Extract
============================================================
[Lustre-discuss] Lustre v1.8.0.1 slower than expected large-file, sequential-buffered-file-read speed

Tue Aug 4 15:08:20 PDT 2009

On Aug 04, 2009  10:30 -0400, Rick Rothstein wrote:
> I'm new to Lustre (v1.8.0.1), and I've verified that
> I can get about 1000-megabytes-per-second aggregate throughput
> for large file sequential reads using direct-I/O.
> (only limited by the speed of my 10gb NIC with TCP offload engine).
> 
> the above direct-I/O "dd" tests achieve about a 1000-megabyte-per-second
> aggregate throughput, but when I try the same tests with normal buffered
> I/O, (by just running "dd" without "iflag=direct"), the runs
> only get about a 550-megabyte-per-second aggregate throughput.
============================================================
Extracted information

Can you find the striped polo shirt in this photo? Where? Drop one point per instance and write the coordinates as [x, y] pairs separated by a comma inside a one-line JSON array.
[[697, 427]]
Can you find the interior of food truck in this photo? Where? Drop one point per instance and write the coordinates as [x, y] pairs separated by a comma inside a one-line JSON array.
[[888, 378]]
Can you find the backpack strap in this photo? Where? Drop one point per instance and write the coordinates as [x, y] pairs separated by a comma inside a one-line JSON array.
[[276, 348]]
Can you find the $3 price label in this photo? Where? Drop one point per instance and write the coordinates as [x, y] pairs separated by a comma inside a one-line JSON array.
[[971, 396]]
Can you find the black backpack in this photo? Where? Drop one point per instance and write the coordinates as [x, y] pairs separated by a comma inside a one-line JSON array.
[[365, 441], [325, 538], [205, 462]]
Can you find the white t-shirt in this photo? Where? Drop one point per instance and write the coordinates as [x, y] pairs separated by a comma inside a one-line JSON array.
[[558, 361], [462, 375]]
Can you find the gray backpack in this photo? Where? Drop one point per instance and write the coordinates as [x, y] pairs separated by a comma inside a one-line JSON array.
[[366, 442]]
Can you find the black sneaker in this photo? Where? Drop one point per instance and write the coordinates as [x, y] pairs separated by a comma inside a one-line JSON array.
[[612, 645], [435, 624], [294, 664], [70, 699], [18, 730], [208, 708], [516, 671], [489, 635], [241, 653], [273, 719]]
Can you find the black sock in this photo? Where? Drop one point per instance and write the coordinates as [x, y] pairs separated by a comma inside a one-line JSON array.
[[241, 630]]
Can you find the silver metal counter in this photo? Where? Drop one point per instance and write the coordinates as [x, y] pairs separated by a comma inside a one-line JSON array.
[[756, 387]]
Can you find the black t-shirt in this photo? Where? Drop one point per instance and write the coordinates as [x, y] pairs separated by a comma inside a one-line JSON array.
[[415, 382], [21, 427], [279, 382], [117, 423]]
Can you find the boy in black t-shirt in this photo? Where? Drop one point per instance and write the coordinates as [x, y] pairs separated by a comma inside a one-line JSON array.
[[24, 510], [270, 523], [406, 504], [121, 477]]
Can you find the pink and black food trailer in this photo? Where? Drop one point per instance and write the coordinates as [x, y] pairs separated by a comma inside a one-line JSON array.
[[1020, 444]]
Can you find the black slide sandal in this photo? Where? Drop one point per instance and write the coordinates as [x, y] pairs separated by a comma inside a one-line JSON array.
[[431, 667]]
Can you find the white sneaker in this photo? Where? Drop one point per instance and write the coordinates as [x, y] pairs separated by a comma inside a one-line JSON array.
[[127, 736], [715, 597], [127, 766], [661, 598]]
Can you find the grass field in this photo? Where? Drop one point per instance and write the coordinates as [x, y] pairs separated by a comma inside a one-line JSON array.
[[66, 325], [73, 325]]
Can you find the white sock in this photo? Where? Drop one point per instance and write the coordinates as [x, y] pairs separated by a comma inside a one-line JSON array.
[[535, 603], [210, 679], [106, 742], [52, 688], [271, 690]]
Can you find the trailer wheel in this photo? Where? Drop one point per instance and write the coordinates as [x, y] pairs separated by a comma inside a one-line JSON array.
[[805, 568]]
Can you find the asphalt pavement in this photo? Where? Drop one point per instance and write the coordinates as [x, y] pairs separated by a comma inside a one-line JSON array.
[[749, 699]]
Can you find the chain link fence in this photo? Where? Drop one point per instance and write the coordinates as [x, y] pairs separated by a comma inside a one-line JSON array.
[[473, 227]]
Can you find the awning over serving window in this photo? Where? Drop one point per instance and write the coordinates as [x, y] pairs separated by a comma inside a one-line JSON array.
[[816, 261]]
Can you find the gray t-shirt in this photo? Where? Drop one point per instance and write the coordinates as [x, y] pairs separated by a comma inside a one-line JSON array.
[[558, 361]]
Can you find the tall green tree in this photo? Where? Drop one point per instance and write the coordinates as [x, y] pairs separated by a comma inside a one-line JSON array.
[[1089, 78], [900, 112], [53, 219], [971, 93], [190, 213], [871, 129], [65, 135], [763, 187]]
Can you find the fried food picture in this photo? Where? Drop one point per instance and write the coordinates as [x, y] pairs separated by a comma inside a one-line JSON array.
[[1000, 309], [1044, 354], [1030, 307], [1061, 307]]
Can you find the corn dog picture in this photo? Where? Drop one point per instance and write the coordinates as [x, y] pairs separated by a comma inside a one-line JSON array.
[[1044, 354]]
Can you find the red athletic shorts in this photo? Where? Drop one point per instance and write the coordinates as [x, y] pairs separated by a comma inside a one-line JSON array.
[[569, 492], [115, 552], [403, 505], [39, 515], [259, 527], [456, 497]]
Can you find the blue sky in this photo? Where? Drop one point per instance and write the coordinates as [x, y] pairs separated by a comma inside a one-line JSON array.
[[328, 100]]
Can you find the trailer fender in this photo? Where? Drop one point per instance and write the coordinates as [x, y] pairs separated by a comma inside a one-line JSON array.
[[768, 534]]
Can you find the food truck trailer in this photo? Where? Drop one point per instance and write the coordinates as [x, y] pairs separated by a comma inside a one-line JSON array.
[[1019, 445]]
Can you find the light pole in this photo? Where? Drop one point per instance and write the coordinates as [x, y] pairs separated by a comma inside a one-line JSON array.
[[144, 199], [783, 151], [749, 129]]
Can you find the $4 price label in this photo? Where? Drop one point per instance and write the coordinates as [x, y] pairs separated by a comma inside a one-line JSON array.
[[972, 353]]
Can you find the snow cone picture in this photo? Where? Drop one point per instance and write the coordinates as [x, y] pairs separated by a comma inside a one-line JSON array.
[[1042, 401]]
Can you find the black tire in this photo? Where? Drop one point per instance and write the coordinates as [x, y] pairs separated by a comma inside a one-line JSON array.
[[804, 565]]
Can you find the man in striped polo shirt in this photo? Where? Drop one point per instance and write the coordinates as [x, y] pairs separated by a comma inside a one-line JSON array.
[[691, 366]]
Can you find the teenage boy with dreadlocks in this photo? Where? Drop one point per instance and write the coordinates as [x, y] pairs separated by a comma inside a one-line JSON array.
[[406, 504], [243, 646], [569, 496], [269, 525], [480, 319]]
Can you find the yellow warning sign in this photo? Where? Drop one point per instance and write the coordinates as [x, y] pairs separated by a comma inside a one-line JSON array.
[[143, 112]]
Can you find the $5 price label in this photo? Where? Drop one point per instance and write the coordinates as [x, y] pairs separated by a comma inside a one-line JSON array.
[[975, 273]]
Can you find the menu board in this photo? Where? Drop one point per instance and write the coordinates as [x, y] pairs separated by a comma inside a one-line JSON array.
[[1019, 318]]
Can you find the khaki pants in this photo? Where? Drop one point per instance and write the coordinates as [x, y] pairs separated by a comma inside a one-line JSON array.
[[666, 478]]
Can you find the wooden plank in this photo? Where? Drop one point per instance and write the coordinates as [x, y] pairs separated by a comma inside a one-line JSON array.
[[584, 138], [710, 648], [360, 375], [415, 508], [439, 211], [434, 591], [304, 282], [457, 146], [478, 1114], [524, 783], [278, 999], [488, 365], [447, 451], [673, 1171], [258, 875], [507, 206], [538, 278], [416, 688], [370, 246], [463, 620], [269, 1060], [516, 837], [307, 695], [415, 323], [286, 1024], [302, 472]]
============================================================
Task directions
Carry on the Lustre read-speed thread from the point where it stops. The entries aren't needed here.

The output
> 
> I suspect that this slowdown may have something to do with
> client-side-caching, but normal buffered reads have not speeded up,
> even after I've tried such adjustments as:

Note that there is a significant CPU overhead on the client when using
buffered IO, simply due to CPU usage from copying the data between
userspace and the kernel.  Having multiple cores on the client (one
per dd process) allows distributing this copy overhead between cores.

You could also run "oprofile" to see if there is anything else of
interest that is consuming a lot of CPU.

Cheers, Andreas
--
Andreas Dilger
Sr. Staff Engineer, Lustre Group
Sun Microsystems of Canada, Inc.